WHAT YOU WILL DO —
Retype all of the listing exactly, passing over any picture you find.
— BEGIN RECORDED DATA —
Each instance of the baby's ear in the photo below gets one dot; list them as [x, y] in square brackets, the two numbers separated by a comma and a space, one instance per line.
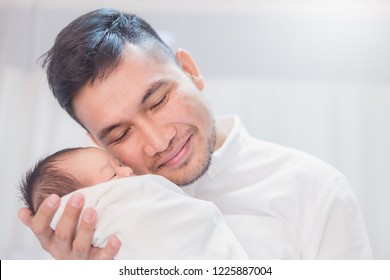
[93, 139]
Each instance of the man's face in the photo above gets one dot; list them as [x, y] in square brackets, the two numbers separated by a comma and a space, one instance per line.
[151, 116]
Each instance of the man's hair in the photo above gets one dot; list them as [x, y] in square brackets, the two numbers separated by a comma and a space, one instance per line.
[47, 177]
[90, 48]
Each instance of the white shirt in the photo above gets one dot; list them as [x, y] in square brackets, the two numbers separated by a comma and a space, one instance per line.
[155, 219]
[282, 203]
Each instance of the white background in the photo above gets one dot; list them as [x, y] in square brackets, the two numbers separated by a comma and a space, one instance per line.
[314, 75]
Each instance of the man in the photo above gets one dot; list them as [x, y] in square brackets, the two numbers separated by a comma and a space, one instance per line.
[144, 105]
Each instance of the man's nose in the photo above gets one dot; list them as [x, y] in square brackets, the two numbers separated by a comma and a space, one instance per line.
[156, 138]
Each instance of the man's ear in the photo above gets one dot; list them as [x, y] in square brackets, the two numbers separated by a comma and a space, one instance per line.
[187, 63]
[96, 142]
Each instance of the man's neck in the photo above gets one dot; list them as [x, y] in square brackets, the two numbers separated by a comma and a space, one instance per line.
[220, 138]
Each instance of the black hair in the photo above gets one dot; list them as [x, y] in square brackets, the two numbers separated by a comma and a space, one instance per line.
[90, 48]
[47, 177]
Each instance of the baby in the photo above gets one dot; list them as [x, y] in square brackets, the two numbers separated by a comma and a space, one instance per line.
[153, 218]
[69, 170]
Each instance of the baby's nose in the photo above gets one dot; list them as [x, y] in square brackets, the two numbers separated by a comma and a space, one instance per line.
[124, 171]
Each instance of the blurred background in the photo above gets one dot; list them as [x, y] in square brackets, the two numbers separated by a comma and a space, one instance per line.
[313, 75]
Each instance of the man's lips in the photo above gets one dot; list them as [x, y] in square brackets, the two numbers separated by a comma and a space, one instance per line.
[178, 155]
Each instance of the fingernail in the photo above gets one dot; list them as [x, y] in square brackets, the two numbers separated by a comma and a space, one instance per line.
[52, 201]
[88, 216]
[76, 200]
[114, 242]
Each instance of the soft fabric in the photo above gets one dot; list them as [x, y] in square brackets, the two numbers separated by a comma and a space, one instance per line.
[154, 219]
[282, 203]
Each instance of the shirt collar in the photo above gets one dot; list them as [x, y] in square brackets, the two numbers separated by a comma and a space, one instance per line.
[226, 154]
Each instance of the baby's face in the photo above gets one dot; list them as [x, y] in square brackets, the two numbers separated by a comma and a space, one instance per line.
[92, 166]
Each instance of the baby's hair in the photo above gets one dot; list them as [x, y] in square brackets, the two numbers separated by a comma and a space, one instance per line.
[47, 177]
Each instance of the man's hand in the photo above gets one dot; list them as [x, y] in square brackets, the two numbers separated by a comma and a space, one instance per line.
[66, 242]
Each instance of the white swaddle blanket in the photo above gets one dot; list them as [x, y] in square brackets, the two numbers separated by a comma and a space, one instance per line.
[155, 219]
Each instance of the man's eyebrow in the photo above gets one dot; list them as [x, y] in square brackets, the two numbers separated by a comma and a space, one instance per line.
[154, 87]
[105, 131]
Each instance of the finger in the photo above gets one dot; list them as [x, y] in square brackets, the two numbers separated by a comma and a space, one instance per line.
[108, 252]
[83, 240]
[25, 215]
[66, 227]
[40, 222]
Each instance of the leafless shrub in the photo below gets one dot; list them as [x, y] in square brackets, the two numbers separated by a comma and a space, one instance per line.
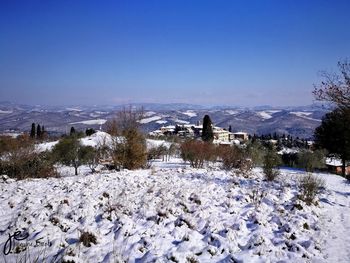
[18, 159]
[87, 239]
[129, 144]
[197, 152]
[310, 186]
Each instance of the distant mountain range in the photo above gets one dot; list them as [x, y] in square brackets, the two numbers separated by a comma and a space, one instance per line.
[297, 121]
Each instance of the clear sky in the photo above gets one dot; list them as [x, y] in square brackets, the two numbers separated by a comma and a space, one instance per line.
[245, 53]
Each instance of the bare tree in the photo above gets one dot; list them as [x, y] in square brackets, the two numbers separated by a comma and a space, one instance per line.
[335, 87]
[129, 145]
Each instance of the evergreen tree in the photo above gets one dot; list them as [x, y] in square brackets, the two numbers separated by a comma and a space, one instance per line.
[72, 131]
[38, 131]
[32, 131]
[334, 134]
[207, 132]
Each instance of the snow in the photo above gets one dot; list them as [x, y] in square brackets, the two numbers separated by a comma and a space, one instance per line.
[149, 113]
[190, 113]
[301, 113]
[286, 150]
[156, 143]
[263, 114]
[231, 112]
[333, 162]
[161, 121]
[97, 139]
[5, 112]
[73, 109]
[45, 146]
[304, 115]
[335, 221]
[266, 114]
[174, 212]
[150, 119]
[91, 122]
[181, 121]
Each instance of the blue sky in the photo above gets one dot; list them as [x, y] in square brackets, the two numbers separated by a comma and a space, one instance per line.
[244, 53]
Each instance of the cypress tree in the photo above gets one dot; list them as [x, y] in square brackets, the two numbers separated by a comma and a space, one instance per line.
[72, 131]
[207, 132]
[32, 131]
[38, 131]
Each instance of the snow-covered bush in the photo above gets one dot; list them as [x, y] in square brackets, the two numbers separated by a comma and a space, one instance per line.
[129, 145]
[312, 160]
[197, 152]
[18, 159]
[309, 186]
[69, 151]
[271, 161]
[232, 158]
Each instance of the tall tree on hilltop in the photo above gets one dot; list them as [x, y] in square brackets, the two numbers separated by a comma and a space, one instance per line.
[335, 87]
[207, 132]
[32, 131]
[72, 131]
[334, 135]
[38, 131]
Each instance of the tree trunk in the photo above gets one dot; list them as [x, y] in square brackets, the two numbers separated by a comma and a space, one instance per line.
[343, 167]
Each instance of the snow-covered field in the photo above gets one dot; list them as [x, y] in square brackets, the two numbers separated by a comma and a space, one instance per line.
[173, 213]
[91, 122]
[266, 114]
[150, 119]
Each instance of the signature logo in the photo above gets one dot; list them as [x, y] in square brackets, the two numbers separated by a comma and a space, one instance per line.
[18, 236]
— END RECORDED DATA —
CORRECT OUTPUT —
Each instance of the baby's ear in the photo below gets one dot; list them as [x, y] in square brackets, the two numbers separated by a comma and a space, one instance per line.
[93, 139]
Each instance of the man's face in the photo above gets one dot; list them as [x, y] in square brackets, the two numbers separated by a comma and a space, one instance per line.
[151, 116]
Each instance of the man's hair in the photo above gets one dot; list them as [x, y] in square brackets, the two numbers separated by a comma and a space, one instance per line.
[47, 177]
[90, 48]
Each instance of the white shirt in the photo above gets one dot; list them as [x, y] in square brackets, the two numbers separated by a comma and a space, one instance per line.
[155, 219]
[282, 203]
Each instance of the white background in the photo above gets one dot; list them as [x, y] in square brackets, the two numbers separated by a comma and a space, one instance per line.
[314, 75]
Each instance of the man in the photo above gets one dot; list them as [x, y] in square brackets, the two numbers separated by a comma and a space, one instance per line.
[144, 105]
Each instance of the man's nose in the photo above gets one dot; list them as [x, y] in square brackets, the two numbers separated by a comma and a space, one instance per line.
[156, 138]
Each instance of the man's ear in the photo above gets one dot; list them as [x, y] in square brackets, the two numbers separated by a comma and a space, one instance per line.
[187, 63]
[96, 142]
Each instance of the man's neck in the photo above gets one dot; list them as [x, y] in square brackets, the two numbers separated by a comma and a space, one instance per line.
[220, 138]
Each instance of the black hair in the photo above gets one dot; list them as [x, y] in square brackets, the two numbers separated by a comma and a space, one instance per line.
[90, 48]
[47, 177]
Each instance of the baby in the photo above gets one dot; list them as [x, y] in square brackets, the two numbers separated by a comma and a space, one instance per line.
[153, 218]
[69, 170]
Each instance of the baby's nose in the photo above gets one dot; list them as [x, y] in square brackets, the two numbers separated by a comma and a space, one instance per line.
[124, 171]
Each instance of the blurred background in the photo above gets one dot; list them as [x, y] in square brackets, the two numbers separated by a comma and a space, one instance per line.
[313, 75]
Each instance of the man's lips in the photo above gets one dot; list them as [x, y] in square brackets, the two numbers separated by a comma and a space, one instance per line.
[178, 155]
Each instance of the fingernail in the photo above gets one dot; list them as [x, y] in square brackets, the two numbers separated by a comma and a space, one instance per line.
[52, 201]
[88, 216]
[76, 200]
[114, 242]
Each instance of the soft fabric in the photo above gets one dot; list them as [x, y] in square brackets, the two numbers separated by a comma and a space, one instance per line.
[154, 219]
[282, 203]
Each instance of the shirt collar in the photo above gets one dot; list them as [x, y] in square brackets, the two numbers separated by a comma and a space, one instance per line.
[226, 154]
Each instance of the baby's face in the photo above gets one dot; list them as [x, y] in square brackets, the two numbers separated by a comma and a space, one instance per line.
[92, 166]
Each instance of the baby's hair in the photo above gets one dot; list them as [x, y] in square brackets, the two numbers separated by a comma and a space, one instance per line.
[47, 177]
Each instance of the man's hand in the photo above gets one dot; list them as [x, y] in square brackets, the two numbers separated by a comma and a space, one instance per line.
[66, 242]
Each instance of the white swaddle blanket in the photo above gets one dot; list them as [x, y] in square brackets, the two numbers separated by a comma and a space, one instance per line.
[155, 219]
Each instance of the man's eyebrow in the photo above gets one dot; list them as [x, y] in square brackets, the two numbers separated by a comma and a space, one instance per line.
[154, 87]
[105, 131]
Each instance of the finger in the photo above gets one dot; list them as [x, y] in square brackets, the two numbers separated by a comma and a space, one instance per line.
[108, 252]
[83, 240]
[25, 215]
[66, 227]
[40, 222]
Each instance of the leafless shrub in the photo below gets one dot; list them as [x, y] in square brackets, the two numbers separated by a comma and a space, one instance per line.
[18, 159]
[87, 239]
[129, 144]
[197, 152]
[310, 186]
Each instance of the distant mountain range in the photo above gets one dot; list them as [x, y] in square brackets, the two numbers separated by a comma and a space, one instance per line.
[297, 121]
Each instance of the clear sky in the photo above gets one dot; list them as [x, y] in square brackets, the two numbers separated by a comma and a space, one instance per line.
[245, 53]
Each instance of the bare tree in the photo above gets one dot; list them as [x, y] in square brackets, the two numbers separated by a comma and a space, one instance per line.
[335, 87]
[129, 145]
Each instance of the evergreen tree in the photo above gets one dot; list them as [x, y] in square brackets, the two numbers separated by a comma and a space, one instance per line.
[72, 131]
[38, 131]
[32, 131]
[334, 134]
[207, 132]
Each instance of the snow in the photo above gets one dot; list them as [x, y] in square brackets, the two numbers separated by a comma and a space, one instance per line.
[149, 113]
[190, 113]
[301, 113]
[286, 150]
[156, 143]
[263, 114]
[231, 112]
[333, 162]
[161, 121]
[97, 139]
[5, 112]
[73, 109]
[45, 146]
[304, 115]
[335, 221]
[266, 114]
[174, 212]
[150, 119]
[91, 122]
[181, 121]
Each instance of the blue sky in the photo above gets one dot; list them as [x, y] in square brackets, the two numbers separated by a comma and a space, one instance per line.
[244, 53]
Each instance of the cypress tree in the photo above gets one dot; list them as [x, y] in square brackets, the two numbers separated by a comma and a space, one instance per line.
[72, 131]
[207, 132]
[32, 131]
[38, 131]
Each instance of the snow-covered bush in the photo above gets one dot; list them as [x, y] in square brackets, the two numbers separated by a comma and a space, one instance per line.
[129, 145]
[312, 160]
[197, 152]
[18, 159]
[309, 186]
[69, 151]
[271, 161]
[232, 158]
Each instance of the tall tree on hilltop in the photo above gets one dot; list them as [x, y] in square brackets, the two numbers separated by a comma and a space, one instance per line.
[335, 87]
[207, 132]
[32, 131]
[72, 131]
[334, 135]
[38, 131]
Each instance of the tree trunk in the photo above gets one dot; list them as [x, y] in square brackets, the two numbers separated by a comma and a space, one instance per line.
[343, 167]
Each instance of the snow-covered field in the photo above gets one dot; list them as [x, y] in square brackets, the two numbers separated by a comma and a space, one instance per line.
[173, 213]
[91, 122]
[266, 114]
[150, 119]
Each instance of the signature logo in the photo above gets one dot; list them as [x, y] in square brackets, the two numbers separated by a comma and a space, one instance per line.
[18, 236]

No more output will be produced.